_Exercise_
Can you render the lines below as a numbered list, from the line that contains "For the dataset, tag each instance of the green fabric cape" through the final line of the items, with both ends included and blank lines left out?

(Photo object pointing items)
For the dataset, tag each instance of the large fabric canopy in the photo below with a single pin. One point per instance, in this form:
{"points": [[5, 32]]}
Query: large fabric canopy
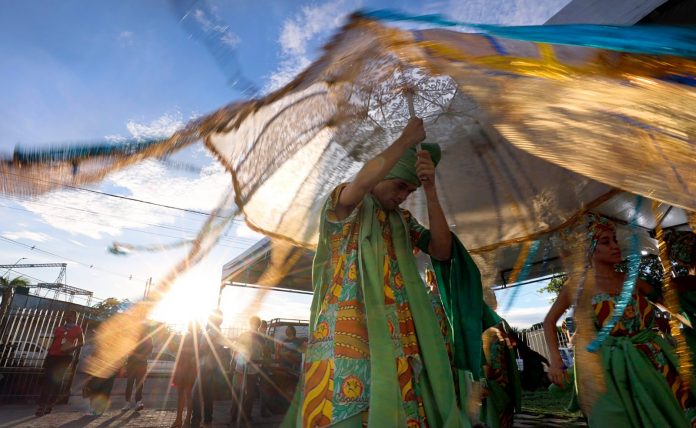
{"points": [[537, 126]]}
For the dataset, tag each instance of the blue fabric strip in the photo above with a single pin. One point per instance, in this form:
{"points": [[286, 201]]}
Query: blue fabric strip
{"points": [[643, 39]]}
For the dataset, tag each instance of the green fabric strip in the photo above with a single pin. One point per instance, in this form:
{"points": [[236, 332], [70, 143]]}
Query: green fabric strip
{"points": [[637, 395], [459, 283], [432, 345]]}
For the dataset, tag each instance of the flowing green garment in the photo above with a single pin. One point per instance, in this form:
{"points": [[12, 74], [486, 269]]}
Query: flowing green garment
{"points": [[459, 283], [503, 398], [436, 381], [636, 394]]}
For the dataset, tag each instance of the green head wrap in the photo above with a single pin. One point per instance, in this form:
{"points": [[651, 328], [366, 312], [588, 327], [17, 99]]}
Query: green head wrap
{"points": [[405, 168]]}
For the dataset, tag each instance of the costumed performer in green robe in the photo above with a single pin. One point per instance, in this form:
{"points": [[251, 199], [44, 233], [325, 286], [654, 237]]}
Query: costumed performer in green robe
{"points": [[633, 379], [375, 354]]}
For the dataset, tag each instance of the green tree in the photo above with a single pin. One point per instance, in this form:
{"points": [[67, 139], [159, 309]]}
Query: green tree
{"points": [[554, 286], [109, 307], [650, 270], [8, 287]]}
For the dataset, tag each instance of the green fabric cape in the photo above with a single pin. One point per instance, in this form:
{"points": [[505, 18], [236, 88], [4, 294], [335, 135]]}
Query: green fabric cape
{"points": [[436, 382], [636, 394]]}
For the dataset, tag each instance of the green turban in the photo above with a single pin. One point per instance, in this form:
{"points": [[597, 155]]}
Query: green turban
{"points": [[405, 168]]}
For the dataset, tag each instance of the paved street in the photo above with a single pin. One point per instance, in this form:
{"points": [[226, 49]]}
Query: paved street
{"points": [[160, 406]]}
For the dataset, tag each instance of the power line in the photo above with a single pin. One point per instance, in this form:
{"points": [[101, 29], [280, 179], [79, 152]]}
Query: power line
{"points": [[243, 242], [113, 195], [35, 248]]}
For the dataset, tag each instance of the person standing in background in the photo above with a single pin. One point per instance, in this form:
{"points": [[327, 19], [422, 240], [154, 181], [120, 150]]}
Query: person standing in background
{"points": [[67, 338], [136, 370]]}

_Answer to this problem_
1. For the dataset, tag each instance of the green fabric cape in the photo above with a single pin. One point per instance, in this form:
2. {"points": [[505, 18], [236, 88], [4, 294], [335, 135]]}
3. Query: green fabric cape
4. {"points": [[436, 382], [636, 394]]}
5. For the dataset, tag each instance of the green turban in the photo above with a single pin. One point per instance, in this form:
6. {"points": [[597, 155]]}
7. Query: green turban
8. {"points": [[405, 168]]}
9. For the dataset, tag each instance of the paved street in the photo above with a single pin. One point per instance, in this form:
10. {"points": [[226, 49]]}
11. Query: paved street
12. {"points": [[160, 406]]}
13. For the dataset, tag each instance of the power line in the photo above with a single pin. One point per instance, in this form:
14. {"points": [[101, 29], [280, 179], [79, 152]]}
15. Query: power line
16. {"points": [[243, 242], [113, 195], [35, 248]]}
17. For the dataset, tag each instance of the person standing in background in the photo above with a single pin. One point per instance, in this form:
18. {"points": [[327, 19], [422, 240], [154, 181], [120, 150]]}
19. Query: person standing in background
20. {"points": [[67, 338], [136, 370]]}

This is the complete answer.